### 제시된 기록
--------------------------------------------------

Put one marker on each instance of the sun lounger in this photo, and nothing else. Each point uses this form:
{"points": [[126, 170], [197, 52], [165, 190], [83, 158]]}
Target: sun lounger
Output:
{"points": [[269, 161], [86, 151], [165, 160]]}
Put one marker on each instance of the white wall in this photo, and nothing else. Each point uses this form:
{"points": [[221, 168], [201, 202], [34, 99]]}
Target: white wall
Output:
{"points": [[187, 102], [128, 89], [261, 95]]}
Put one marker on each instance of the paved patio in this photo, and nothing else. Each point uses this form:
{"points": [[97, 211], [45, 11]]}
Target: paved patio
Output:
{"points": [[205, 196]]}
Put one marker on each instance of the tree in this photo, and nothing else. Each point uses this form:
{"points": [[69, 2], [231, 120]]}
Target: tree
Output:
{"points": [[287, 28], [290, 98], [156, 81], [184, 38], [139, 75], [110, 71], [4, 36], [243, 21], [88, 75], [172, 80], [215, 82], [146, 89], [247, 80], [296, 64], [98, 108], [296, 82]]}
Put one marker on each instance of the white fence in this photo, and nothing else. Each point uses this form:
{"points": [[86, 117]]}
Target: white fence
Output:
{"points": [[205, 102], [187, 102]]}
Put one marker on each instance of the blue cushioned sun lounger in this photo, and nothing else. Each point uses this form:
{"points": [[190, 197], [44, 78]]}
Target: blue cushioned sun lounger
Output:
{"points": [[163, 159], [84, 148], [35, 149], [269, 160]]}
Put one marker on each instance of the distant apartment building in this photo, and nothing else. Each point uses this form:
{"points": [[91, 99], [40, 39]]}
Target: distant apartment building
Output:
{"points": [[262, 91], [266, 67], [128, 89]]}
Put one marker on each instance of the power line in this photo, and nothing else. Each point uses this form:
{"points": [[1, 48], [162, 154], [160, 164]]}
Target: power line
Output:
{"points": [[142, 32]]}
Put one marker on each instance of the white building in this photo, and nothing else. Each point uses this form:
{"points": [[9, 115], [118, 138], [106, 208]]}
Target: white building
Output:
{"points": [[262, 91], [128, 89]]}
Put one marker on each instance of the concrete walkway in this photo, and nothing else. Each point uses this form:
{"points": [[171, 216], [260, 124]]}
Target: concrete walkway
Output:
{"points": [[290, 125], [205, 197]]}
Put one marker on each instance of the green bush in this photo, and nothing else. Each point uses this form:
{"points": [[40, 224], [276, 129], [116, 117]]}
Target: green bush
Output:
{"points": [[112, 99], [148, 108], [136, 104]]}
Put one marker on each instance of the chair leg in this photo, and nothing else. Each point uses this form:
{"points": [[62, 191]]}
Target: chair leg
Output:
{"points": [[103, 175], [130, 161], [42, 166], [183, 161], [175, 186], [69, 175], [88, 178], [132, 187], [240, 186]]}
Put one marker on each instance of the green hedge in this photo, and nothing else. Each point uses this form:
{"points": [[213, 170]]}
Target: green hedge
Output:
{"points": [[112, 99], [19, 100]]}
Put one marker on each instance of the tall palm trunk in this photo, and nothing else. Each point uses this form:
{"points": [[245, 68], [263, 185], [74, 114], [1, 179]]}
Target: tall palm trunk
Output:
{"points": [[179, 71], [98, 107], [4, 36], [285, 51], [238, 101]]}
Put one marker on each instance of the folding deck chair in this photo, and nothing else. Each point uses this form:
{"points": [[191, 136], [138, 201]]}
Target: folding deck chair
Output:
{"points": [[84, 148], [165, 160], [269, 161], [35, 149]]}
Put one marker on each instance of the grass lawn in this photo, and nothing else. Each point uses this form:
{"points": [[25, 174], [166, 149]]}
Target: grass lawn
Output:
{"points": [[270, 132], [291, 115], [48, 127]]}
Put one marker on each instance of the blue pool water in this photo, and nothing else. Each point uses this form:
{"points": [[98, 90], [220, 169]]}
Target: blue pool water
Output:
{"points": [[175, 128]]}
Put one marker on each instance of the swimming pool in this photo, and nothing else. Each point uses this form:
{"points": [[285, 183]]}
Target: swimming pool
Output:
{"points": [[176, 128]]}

--------------------------------------------------

### 연습 문제
위 기록 전체에서 "Target"라는 표현을 모두 "Object"라는 표현으로 바꾸어 다시 쓰고, 나머지 내용은 그대로 두세요.

### 과제 정답
Put one marker on each instance of the sun lounger in this photo, and nothing else. Each point uses this form:
{"points": [[126, 170], [197, 52], [165, 190], [83, 158]]}
Object: sun lounger
Output:
{"points": [[269, 161], [86, 151], [165, 160]]}
Put one marker on each instance of the white wall in this photo, and nothing else. Each point uses this form:
{"points": [[221, 168], [201, 202], [34, 99]]}
Object: white wall
Output:
{"points": [[187, 102], [128, 89], [261, 95]]}
Put one marker on each instance of the paved patio in this photo, and nothing else. Each point uses this form:
{"points": [[97, 211], [45, 11]]}
Object: paved patio
Output:
{"points": [[205, 196]]}
Put one marker on each instance of the tree in this photo, and nothing else. Each point uses this form:
{"points": [[69, 2], [231, 120]]}
Object: tree
Output:
{"points": [[287, 28], [290, 98], [156, 81], [184, 38], [139, 75], [110, 71], [4, 36], [243, 21], [88, 75], [172, 80], [215, 82], [146, 89], [247, 80], [296, 64], [98, 108], [296, 82]]}
Put one marker on each instance of the white fence in this photo, and nothing else. Each point uses this form:
{"points": [[86, 117]]}
Object: white fence
Output:
{"points": [[205, 102], [187, 102]]}
Put one marker on each instance of the blue cushioned sun lounger in this photo, and nothing else. Each point uses this form:
{"points": [[190, 197], [44, 78]]}
Object: blue cushioned sun lounger
Output:
{"points": [[163, 159], [84, 148], [35, 149], [269, 160]]}
Put one marker on each instance of the distant apartment building in this photo, and nothing else. Each point uses this form:
{"points": [[91, 99], [40, 39]]}
Object: distant apartment building
Output:
{"points": [[262, 91], [266, 67], [128, 89]]}
Put one marker on each instance of the power line in this photo, and nothing else. Each point uses this form:
{"points": [[1, 48], [162, 154], [160, 164]]}
Object: power line
Output:
{"points": [[142, 32]]}
Put one marker on each instance of the white building in this photo, and nothing else. Each point uses this form:
{"points": [[9, 115], [118, 138], [106, 208]]}
Object: white building
Output:
{"points": [[262, 91], [128, 89]]}
Put one marker on each instance of the concrete walkway in this photo, and nothing else. Each point uses this form:
{"points": [[171, 216], [260, 124]]}
Object: concrete walkway
Output:
{"points": [[290, 125], [205, 197]]}
Put one marker on each instance of the green bush in this photo, and nothing else. Each point uses this form:
{"points": [[40, 224], [276, 129], [116, 117]]}
Object: green bush
Output:
{"points": [[112, 99], [148, 108], [136, 104]]}
Put one marker on each instance of the chair leg in this photo, and nothing else. Each point uses this form:
{"points": [[62, 191]]}
Object: chair leg
Output:
{"points": [[103, 175], [130, 161], [42, 166], [183, 161], [175, 186], [69, 175], [88, 178], [132, 187], [240, 186]]}
Put one marker on each instance of the green hedge in this photo, and nothing else. Each point uses this form:
{"points": [[213, 170]]}
Object: green hedge
Output:
{"points": [[112, 99], [19, 100]]}
Put one marker on each instance of the tall palm trunk in this photo, and nothing else. Each point uses this form:
{"points": [[245, 68], [263, 185], [74, 114], [1, 179]]}
Object: tall palm trunk
Output:
{"points": [[179, 71], [98, 107], [4, 36], [285, 51], [238, 101]]}
Put one marker on each instance of the folding deck chair in this photo, and nothing else. Each point uses this form:
{"points": [[191, 136], [138, 201]]}
Object: folding deck chair
Output:
{"points": [[84, 148], [165, 160], [269, 161], [35, 149]]}
Put one marker on each instance of the grass lawn in this photo, and nothing else. Each point uses this form:
{"points": [[25, 174], [166, 149]]}
Object: grass lawn
Output:
{"points": [[270, 132], [291, 115], [48, 127]]}
Put one marker on each instance of the blue pool water in this photo, and nothing else. Each point uses this form:
{"points": [[98, 90], [220, 169]]}
Object: blue pool water
Output:
{"points": [[175, 128]]}
Put one marker on each instance of the swimming pool in this photo, and nothing else. Each point uses this form:
{"points": [[285, 183]]}
Object: swimming pool
Output:
{"points": [[176, 128]]}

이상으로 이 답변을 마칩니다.